• _Excerpted data_:
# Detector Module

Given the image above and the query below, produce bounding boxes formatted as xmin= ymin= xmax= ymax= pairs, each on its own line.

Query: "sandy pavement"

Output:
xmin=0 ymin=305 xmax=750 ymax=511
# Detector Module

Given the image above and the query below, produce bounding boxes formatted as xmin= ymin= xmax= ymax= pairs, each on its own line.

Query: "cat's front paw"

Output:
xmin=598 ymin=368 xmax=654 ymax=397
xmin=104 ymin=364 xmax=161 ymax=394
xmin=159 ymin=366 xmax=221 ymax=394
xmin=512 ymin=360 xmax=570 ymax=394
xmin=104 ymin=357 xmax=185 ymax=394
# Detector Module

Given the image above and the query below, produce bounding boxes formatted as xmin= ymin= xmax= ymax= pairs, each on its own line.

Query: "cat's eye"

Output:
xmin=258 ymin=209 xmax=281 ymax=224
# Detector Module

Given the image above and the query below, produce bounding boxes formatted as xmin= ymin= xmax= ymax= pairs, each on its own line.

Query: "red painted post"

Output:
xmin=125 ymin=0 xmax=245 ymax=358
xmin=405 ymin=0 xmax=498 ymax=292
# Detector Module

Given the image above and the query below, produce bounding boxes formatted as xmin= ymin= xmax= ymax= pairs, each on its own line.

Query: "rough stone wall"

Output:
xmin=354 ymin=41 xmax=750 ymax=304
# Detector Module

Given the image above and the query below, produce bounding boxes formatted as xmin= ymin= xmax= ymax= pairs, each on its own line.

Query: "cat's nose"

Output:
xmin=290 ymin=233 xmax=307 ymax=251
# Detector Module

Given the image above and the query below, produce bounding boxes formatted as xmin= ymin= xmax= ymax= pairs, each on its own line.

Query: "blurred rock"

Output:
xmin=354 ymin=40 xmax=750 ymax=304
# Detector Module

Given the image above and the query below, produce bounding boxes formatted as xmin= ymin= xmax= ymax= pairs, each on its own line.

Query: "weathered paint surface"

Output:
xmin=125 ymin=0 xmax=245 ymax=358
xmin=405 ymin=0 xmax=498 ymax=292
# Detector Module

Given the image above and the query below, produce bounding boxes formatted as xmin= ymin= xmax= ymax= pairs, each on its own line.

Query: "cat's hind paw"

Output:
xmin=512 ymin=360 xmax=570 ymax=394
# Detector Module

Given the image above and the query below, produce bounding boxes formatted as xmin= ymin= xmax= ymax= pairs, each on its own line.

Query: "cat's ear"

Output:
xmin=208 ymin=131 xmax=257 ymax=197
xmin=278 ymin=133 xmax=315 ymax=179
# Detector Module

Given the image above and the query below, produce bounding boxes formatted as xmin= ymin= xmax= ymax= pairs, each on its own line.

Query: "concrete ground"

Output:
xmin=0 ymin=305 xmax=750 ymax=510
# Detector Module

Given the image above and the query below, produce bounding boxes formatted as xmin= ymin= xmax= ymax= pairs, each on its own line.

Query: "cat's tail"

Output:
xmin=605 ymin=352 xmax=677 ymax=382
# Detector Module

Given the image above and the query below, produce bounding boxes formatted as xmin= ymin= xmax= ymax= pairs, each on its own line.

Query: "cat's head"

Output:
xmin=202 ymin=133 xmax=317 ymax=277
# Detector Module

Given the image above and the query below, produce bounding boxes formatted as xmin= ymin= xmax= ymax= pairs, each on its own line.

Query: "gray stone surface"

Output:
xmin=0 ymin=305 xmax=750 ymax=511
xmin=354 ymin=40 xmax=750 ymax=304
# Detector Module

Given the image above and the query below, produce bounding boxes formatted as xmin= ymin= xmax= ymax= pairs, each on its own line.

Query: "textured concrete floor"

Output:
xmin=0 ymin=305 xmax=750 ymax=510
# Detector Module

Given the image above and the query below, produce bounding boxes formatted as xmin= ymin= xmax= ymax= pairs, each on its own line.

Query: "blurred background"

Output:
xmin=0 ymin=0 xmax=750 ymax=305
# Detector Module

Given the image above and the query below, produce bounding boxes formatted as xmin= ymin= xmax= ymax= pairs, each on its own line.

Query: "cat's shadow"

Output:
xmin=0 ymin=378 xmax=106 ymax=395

• _Your task_: Pull out every line in the records that contains the string "surface", treating uppercase and lowercase as different.

• _Solution to the exercise_:
Query: "weathered paint surface"
Query: "gray stone surface"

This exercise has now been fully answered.